*WHAT THIS TASK INVOLVES*: Return, unchanged, every line of the listing from the one containing "# test: mark one point on the blue shirt, one" through the final line of the listing. Leave the pictures out of your answer.

[Records from a data collection]
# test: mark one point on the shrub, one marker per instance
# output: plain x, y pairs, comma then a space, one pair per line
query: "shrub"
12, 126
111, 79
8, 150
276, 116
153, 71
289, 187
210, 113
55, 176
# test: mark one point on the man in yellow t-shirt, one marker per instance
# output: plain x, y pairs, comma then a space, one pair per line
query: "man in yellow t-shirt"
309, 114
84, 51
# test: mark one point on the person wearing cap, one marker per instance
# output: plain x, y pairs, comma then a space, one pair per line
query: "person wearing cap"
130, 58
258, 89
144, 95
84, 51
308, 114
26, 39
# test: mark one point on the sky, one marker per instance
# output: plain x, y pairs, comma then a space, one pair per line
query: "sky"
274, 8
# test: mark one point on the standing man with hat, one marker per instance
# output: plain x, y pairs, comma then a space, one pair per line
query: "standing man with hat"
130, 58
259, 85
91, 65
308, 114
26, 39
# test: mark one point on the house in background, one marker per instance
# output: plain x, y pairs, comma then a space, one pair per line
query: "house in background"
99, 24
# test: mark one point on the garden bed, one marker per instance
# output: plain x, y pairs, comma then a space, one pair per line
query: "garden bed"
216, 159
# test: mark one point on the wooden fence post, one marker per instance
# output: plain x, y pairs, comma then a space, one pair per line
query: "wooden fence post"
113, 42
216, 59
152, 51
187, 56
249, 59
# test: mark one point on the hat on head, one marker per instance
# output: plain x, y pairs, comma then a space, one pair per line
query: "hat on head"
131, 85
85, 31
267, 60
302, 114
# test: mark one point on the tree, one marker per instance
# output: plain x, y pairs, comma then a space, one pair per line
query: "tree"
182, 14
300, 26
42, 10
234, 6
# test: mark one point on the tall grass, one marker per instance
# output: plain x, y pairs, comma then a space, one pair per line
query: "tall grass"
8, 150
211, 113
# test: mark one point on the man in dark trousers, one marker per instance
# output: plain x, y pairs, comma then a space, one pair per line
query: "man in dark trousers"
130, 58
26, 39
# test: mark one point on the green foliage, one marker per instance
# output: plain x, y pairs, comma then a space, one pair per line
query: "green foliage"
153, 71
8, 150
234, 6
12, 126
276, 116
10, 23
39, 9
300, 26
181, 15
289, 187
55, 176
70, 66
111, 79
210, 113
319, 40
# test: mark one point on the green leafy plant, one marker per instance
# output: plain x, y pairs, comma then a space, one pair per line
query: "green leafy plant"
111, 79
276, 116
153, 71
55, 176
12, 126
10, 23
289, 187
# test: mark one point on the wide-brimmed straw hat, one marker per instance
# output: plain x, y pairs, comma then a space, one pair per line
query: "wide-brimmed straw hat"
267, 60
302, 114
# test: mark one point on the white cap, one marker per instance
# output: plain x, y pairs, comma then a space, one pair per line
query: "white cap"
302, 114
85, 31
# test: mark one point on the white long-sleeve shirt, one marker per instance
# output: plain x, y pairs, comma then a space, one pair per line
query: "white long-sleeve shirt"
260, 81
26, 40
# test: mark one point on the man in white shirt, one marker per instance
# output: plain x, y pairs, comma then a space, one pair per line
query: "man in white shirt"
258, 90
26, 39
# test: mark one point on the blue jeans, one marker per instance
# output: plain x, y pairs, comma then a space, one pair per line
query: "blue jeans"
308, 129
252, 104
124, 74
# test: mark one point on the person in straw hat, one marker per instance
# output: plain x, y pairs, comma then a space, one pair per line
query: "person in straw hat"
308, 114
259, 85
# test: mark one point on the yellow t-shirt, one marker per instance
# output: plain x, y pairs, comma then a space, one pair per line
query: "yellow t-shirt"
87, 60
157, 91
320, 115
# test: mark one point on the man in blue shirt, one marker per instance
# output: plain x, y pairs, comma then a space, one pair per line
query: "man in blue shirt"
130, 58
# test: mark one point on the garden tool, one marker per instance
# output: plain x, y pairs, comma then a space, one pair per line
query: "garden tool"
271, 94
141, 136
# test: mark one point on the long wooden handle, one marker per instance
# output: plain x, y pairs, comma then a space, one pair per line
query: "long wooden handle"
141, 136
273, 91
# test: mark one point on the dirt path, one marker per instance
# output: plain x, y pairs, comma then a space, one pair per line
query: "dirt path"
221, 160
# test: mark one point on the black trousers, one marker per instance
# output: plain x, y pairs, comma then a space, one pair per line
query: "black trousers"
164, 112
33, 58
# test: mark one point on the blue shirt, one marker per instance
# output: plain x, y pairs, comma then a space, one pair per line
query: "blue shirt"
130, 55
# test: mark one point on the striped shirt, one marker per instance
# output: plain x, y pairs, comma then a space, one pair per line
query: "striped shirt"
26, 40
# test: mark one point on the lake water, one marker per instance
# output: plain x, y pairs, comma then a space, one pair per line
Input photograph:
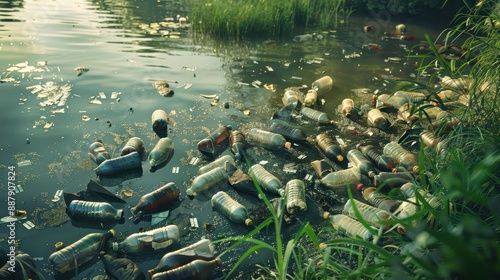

*ANSWER TO THIS EXERCISE*:
# test: mark one point on the blue shirt, one marker per instance
# output: plain x, y pairs, comma then a space, one pair per line
query: "blue shirt"
130, 55
# test: mark one point on the striped shirt, one marker per instance
# output: plain x, y pairs, comma then a space, one pair per line
query: "striped shirt"
26, 40
# test: mark one point on the lake water, one marker per instance
# output: plain x, y pairs, comma then a space, one pair per line
Input photograph:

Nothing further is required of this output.